# Suche Dirt Bike



## Dirter_13 (14. November 2006)

Hi Biker/innen!
Hat irgend jemand für nicht zu teuer Dirt Bikes zu verkaufen? 
Vlt ein Specialized P3 oder was ähnliches?
Bitte meldet euch bei mir!
sers


----------



## SpongeBob (14. November 2006)

Hmm. Der Bikemarkt?

Aber mal ehrlich, P3 und günstig? Hmm. Reicht net ein P2 fürn Anfang?


----------



## MTB-News.de




----------



## Dirter_13 (14. November 2006)

Hi,
danke dass du geantwortet hast!
ja, ein P2 würde schon reichen!?
ich denk nochmal drüber nach!
wie lang verkaufst du des denn noch?
bis es weg ist?


----------



## Priest0r (14. November 2006)

Dirter_13 schrieb:


> Hi,
> danke dass du geantwortet hast!
> ja, ein P2 würde schon reichen!?
> ich denk nochmal drüber nach!
> ...



willst du ihn nicht erstmal fragen, ob er überhaupt eins zu verkaufen hat


----------



## Dirter_13 (14. November 2006)

Ich hab's halt so verstanden dass er eins zu verkaufen hat!
Hast du vlt irgendwelche Kompletträder oder Ramen zu verkaufen?


----------



## Priest0r (14. November 2006)

logo.
dynamics hardcore comp rahmen
laufräder genug 24" 26"
bremsen hab ich auch 
lenker vorbau steuersatz auch
eig alles ausser reifen schläuche kurbeln


----------



## Dirter_13 (14. November 2006)

hey cool!
hast du bilder von den rahmen?
kannst du die mir mal per e-mail schicken?
für wie viel würdest du die denn verkaufen?


----------



## Dirter_13 (14. November 2006)

Diesen Richi Torhammer find ich ganz interessant!
aber auf den bild is des 'n komplett rad!?
kann man des auch umrüsten dass man damit im wald fahren kann und halt auch andere sachen ausser street?


----------



## Köhlix (14. November 2006)

Warum will man sich überhaupt ein specialized kaufen????


----------



## Dirter_13 (15. November 2006)

wieso nicht?
findest du ein specialized schlecht?
also mein kumpel hat ein P3, und der ist damit sehr zufrieden!


----------



## Köhlix (15. November 2006)

* _Ausgangsmaterial_:

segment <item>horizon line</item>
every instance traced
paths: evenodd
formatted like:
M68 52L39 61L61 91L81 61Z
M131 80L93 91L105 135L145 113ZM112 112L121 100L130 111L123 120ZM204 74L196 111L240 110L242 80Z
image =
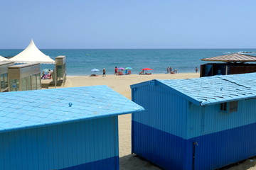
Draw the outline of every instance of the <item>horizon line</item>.
M3 48L2 50L25 50L21 48ZM38 48L39 50L236 50L236 49L255 49L252 47L232 47L232 48Z

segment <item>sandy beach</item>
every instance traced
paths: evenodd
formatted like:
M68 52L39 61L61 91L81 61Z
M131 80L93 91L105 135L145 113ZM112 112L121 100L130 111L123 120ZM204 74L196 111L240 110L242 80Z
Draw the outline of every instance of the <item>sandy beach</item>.
M199 73L154 74L151 75L107 74L106 77L98 76L68 76L63 87L75 87L95 85L107 85L113 90L131 99L130 85L151 79L181 79L198 78ZM50 86L50 89L54 86ZM119 142L120 169L161 169L134 154L131 154L131 114L119 116ZM256 159L248 159L225 169L256 169Z

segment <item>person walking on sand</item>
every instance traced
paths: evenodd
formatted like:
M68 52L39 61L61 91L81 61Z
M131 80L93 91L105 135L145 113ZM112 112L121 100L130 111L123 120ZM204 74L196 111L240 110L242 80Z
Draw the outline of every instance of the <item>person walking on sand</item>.
M198 69L197 68L197 67L196 67L196 72L197 73L198 71Z
M103 74L102 76L106 76L106 69L104 68L102 70Z
M117 67L114 67L114 74L115 74L115 75L117 75L117 71L118 71Z

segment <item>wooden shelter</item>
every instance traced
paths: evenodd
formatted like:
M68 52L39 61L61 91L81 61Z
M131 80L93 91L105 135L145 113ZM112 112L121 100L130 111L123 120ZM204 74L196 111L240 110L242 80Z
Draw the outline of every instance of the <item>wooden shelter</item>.
M207 63L201 65L201 77L256 72L255 64L245 63L256 62L255 56L235 53L204 58L201 60L224 63Z

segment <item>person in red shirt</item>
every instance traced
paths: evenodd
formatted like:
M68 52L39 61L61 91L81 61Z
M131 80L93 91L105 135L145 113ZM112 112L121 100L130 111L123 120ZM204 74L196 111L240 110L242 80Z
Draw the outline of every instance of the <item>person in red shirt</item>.
M118 69L117 69L117 67L114 67L114 74L116 74L116 75L117 75L117 71L118 71Z

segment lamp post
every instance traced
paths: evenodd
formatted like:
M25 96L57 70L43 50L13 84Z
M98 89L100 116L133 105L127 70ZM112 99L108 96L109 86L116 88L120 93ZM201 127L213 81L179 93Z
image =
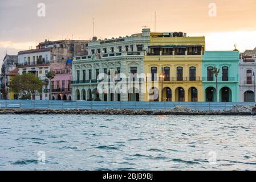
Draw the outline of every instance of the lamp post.
M253 72L253 96L254 97L253 98L253 100L255 102L255 73L254 73L254 72Z
M162 102L163 101L163 100L162 100L162 92L163 92L162 85L163 85L163 81L164 81L164 75L163 74L161 75L161 77L162 78L162 92L161 92L161 101Z

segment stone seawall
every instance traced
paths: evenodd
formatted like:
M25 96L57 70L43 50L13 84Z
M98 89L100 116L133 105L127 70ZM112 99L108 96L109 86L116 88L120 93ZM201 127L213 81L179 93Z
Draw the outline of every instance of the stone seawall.
M254 115L252 110L254 106L235 105L231 109L225 110L195 110L181 106L172 109L162 110L129 110L129 109L0 109L0 114L106 114L106 115Z

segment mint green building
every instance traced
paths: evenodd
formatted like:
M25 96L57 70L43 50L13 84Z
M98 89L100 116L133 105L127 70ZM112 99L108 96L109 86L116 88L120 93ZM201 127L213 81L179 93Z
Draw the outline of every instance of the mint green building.
M203 97L205 102L239 102L238 51L205 51L203 56ZM214 68L220 69L218 98Z

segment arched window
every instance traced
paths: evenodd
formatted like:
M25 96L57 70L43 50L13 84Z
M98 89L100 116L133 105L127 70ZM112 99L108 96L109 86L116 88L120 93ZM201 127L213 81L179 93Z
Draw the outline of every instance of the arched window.
M246 84L252 84L252 76L253 75L251 74L252 72L251 70L247 70L246 71Z
M189 80L196 81L196 67L191 67L189 68Z
M177 81L183 81L183 68L177 68Z
M156 81L157 80L157 67L151 67L151 81Z
M229 67L222 67L222 81L229 81Z
M164 67L164 81L169 81L170 80L170 67Z
M213 67L207 68L207 81L213 81Z

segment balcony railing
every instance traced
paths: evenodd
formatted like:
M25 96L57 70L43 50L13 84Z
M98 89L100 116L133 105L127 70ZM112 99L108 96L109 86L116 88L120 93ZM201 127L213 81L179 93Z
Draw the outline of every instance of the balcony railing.
M43 89L43 93L48 93L51 92L50 89ZM52 89L51 92L71 92L72 89L71 88L67 88L67 89Z
M216 77L203 77L203 81L216 81ZM235 81L235 77L218 77L218 81Z
M126 81L144 81L144 79L143 78L127 78ZM71 81L71 84L97 84L101 82L104 82L106 81L106 79L102 79L102 80L72 80ZM115 79L115 82L119 82L119 81L125 81L125 78L119 78L119 79ZM105 82L111 82L111 80L108 79Z
M66 89L54 89L51 90L52 92L70 92L72 91L71 88Z
M147 81L162 81L161 77L148 77ZM164 77L164 81L202 81L200 77Z

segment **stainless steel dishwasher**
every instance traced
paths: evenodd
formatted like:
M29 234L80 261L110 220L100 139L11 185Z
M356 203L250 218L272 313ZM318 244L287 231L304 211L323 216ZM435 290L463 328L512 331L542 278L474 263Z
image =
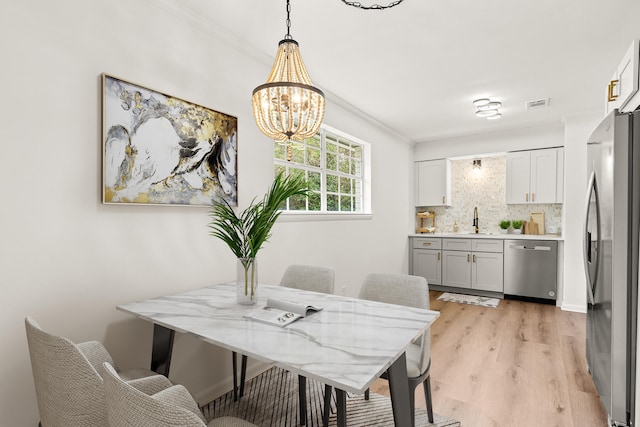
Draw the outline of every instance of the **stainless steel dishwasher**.
M504 294L525 299L556 300L558 242L504 241Z

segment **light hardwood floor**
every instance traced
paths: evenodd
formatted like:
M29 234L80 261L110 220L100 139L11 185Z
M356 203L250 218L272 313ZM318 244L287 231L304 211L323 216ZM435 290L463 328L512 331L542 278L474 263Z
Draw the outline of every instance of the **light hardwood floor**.
M497 309L438 301L431 327L434 411L463 427L603 427L585 362L585 315L502 300ZM386 381L372 391L387 394ZM416 406L425 406L422 388Z

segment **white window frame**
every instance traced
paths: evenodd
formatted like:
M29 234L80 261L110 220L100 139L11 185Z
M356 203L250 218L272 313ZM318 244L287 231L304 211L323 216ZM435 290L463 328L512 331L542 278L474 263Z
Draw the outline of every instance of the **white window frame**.
M362 147L362 209L360 212L351 211L328 211L327 210L327 172L331 172L333 175L345 176L353 178L352 175L341 175L340 172L327 171L326 169L326 133L337 136L338 138L345 139L351 143L358 144ZM370 219L373 216L371 211L371 144L352 135L347 134L341 130L333 128L331 126L322 124L320 131L320 168L302 165L299 163L291 164L286 159L276 158L274 155L274 168L276 166L291 167L295 169L302 169L311 172L320 173L320 200L321 207L319 211L308 210L283 210L280 218L287 221L291 220L343 220L343 219Z

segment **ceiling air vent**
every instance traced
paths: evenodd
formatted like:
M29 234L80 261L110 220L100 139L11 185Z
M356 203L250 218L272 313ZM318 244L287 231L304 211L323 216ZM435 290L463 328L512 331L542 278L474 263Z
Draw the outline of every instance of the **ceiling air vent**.
M536 99L535 101L527 101L527 110L534 108L542 108L549 106L549 98Z

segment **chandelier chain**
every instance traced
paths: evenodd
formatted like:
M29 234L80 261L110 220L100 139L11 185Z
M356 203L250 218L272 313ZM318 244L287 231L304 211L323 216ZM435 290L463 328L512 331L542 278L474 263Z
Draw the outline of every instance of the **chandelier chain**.
M402 3L404 0L395 0L392 1L391 3L389 3L388 5L385 6L381 6L379 4L372 4L371 6L365 6L362 3L360 3L359 1L348 1L348 0L342 0L342 3L348 5L348 6L353 6L353 7L357 7L358 9L366 9L366 10L383 10L383 9L390 9L393 6L397 6L400 3Z
M291 37L291 2L287 0L287 34L284 36L285 39L292 39Z

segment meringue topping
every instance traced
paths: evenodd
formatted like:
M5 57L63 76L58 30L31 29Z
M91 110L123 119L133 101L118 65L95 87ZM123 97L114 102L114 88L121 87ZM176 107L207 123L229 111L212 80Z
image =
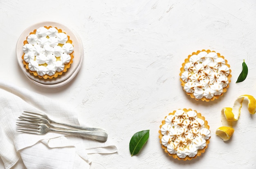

* _Aufgaben_:
(1) Erkläre in ein bis drei Sätzen, warum Dirter_13 im Thread über Dirt Bikes eine Marke wie Specialized nicht schlecht findet.
(2) Aktualisiere in der Auflistung die Zeilen, beginnend bei der Zeile mit „segment **stainless steel dishwasher**“ und endend nach der Zeile mit „Draw the outline of every instance of the **stainless“. Ersetze darin „stainless steel dishwasher“ durch „built-in dishwasher“, lass alles andere unverändert und gib nur diese Zeilen ohne das Bild aus.

* _Lösungen_:
(1) Sein Kumpel hat ein Specialized P3 und ist damit sehr zufrieden.

(2)
segment **built-in dishwasher**
every instance traced
paths: evenodd
formatted like:
M29 234L80 261L110 220L100 139L11 185Z
M356 203L250 218L272 313ZM318 244L287 231L304 211L323 216ZM435 290L463 328L512 331L542 278L474 263Z
image =
Draw the outline of every instance of the **built-in dishwasher**.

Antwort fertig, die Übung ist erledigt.